--- Begin LISTED ENTRIES ---
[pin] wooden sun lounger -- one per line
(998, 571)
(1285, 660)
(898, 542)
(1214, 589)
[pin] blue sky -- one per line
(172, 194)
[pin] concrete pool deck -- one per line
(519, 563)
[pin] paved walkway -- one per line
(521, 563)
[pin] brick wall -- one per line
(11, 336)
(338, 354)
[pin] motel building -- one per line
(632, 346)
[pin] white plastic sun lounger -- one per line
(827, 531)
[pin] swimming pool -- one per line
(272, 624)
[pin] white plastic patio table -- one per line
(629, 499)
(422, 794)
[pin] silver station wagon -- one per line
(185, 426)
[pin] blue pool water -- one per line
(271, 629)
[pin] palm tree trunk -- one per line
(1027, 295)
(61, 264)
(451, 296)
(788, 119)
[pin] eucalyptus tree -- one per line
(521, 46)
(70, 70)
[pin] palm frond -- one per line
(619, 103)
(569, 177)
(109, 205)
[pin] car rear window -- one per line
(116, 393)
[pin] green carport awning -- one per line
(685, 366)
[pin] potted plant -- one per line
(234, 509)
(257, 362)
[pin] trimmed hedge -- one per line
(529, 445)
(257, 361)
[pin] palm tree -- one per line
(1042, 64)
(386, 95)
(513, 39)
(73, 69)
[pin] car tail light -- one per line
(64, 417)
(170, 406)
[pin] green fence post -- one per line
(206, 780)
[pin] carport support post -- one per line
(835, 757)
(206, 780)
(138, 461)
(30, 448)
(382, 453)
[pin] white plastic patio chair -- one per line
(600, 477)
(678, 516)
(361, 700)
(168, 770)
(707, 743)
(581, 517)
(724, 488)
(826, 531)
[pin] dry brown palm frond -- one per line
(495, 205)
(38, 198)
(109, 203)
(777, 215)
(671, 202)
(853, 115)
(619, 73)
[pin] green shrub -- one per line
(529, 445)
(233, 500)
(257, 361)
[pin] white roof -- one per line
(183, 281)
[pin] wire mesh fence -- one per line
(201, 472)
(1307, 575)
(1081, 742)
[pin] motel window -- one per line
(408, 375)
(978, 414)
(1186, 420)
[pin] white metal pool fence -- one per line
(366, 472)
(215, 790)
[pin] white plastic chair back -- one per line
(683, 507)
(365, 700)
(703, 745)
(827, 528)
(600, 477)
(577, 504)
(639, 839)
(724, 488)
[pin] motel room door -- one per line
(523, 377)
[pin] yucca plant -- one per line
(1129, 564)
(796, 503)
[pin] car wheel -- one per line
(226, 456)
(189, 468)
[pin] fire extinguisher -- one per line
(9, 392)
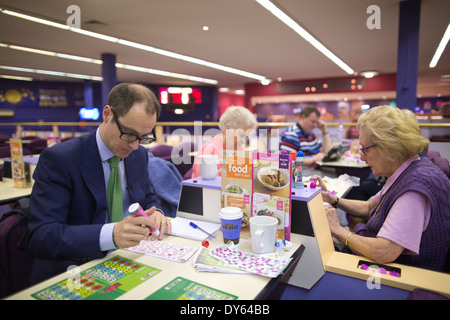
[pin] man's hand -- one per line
(133, 229)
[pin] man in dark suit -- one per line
(71, 222)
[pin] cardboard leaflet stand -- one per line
(17, 164)
(237, 182)
(272, 179)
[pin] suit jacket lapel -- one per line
(132, 176)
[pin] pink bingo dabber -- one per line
(136, 210)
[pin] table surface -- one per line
(256, 287)
(344, 163)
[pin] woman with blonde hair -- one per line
(235, 124)
(409, 219)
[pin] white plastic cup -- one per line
(231, 220)
(263, 230)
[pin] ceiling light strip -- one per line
(53, 73)
(136, 45)
(118, 65)
(304, 34)
(440, 48)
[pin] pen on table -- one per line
(193, 225)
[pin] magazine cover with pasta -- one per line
(237, 182)
(272, 179)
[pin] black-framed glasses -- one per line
(363, 150)
(131, 137)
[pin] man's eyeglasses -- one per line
(363, 150)
(130, 137)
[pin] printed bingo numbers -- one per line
(264, 265)
(104, 281)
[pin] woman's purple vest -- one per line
(422, 176)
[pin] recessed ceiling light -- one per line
(272, 8)
(441, 47)
(369, 74)
(136, 45)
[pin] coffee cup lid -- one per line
(231, 213)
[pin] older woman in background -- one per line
(409, 219)
(235, 124)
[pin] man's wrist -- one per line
(335, 204)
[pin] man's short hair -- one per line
(125, 95)
(306, 111)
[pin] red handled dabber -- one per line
(136, 210)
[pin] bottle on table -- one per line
(298, 171)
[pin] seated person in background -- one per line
(409, 219)
(235, 124)
(72, 218)
(300, 136)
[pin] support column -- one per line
(88, 94)
(408, 54)
(109, 76)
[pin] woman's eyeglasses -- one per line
(363, 150)
(131, 137)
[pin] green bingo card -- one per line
(184, 289)
(104, 281)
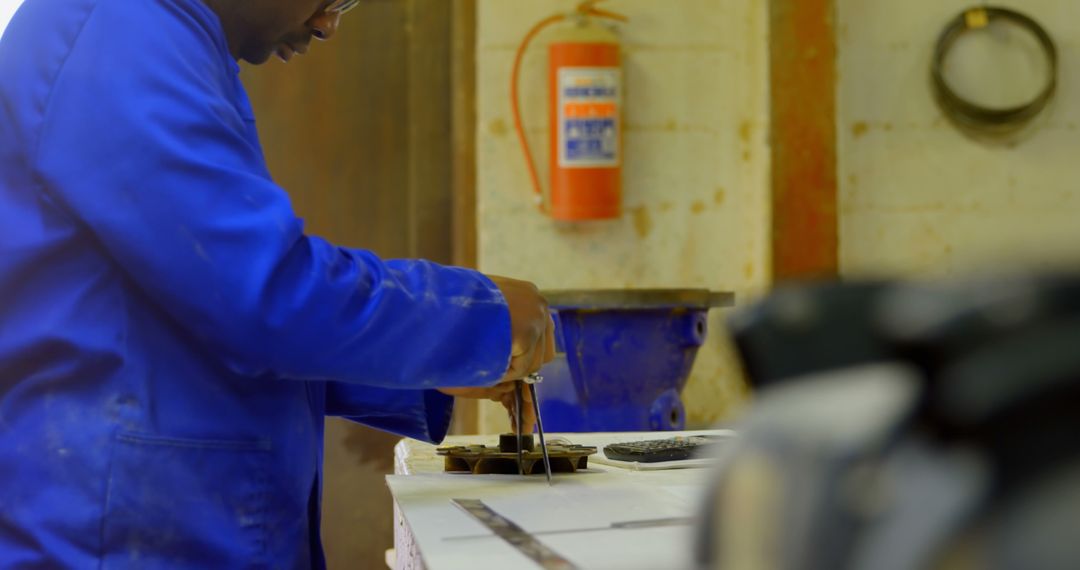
--- End LISTED ENTRIES ---
How many lines of the material above contain the string "carport" with the same capitalization? Reply with only the number.

2